» **What needs to be done**: Copy each of the items below word for word.

» **Data to process**:
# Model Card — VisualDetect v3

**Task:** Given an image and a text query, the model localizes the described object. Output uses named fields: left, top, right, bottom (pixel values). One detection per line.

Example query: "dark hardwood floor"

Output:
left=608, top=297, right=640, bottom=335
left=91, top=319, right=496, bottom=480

» **The response**:
# Model Card — VisualDetect v3

**Task:** Given an image and a text query, the model localizes the described object. Output uses named fields: left, top, right, bottom (pixel values). One detection per line.

Example query: "dark hardwood floor"

Output:
left=608, top=297, right=640, bottom=335
left=91, top=319, right=496, bottom=480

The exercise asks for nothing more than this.